→ **Your objective**
Retype the records below exactly as they stand, but with no images.

→ **Data shown**
* * * *
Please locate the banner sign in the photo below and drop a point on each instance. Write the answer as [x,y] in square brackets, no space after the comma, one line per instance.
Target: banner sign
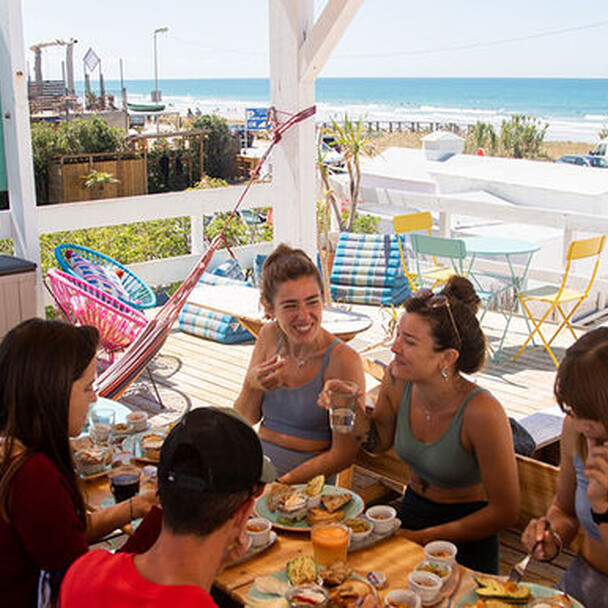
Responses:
[256,119]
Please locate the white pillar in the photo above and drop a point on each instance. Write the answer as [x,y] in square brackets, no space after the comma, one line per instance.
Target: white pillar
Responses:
[294,195]
[17,138]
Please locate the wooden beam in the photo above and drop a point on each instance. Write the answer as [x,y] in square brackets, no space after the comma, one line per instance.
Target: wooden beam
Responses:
[325,35]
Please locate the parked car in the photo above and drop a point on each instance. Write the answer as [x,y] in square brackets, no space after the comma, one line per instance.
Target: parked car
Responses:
* * * *
→ **Exercise output**
Please locate the banner sign in the photo below and drop a point on each instance. Write the answer as [x,y] in square brackets, no space after the comma, one line per instance.
Target: banner sign
Responses:
[256,119]
Please locate the white pillar in the photo above and drop a point on each instance. Write the answer as [x,y] in square brackets, no space after the comma, one line per instance.
Target: white pillar
Responses:
[294,195]
[17,138]
Please locate the wooden beam in the photo above and drop a point on each instance. Write the answer as [x,y] in square brackets, no space after the comma, one line per instance.
Target: wooden beam
Responses:
[325,35]
Please locate the parked car in the photo above and drop a point on each instance. Write the answer as [x,y] in square brackets, no space after the comma, one line per instance.
Target: parked car
Responses:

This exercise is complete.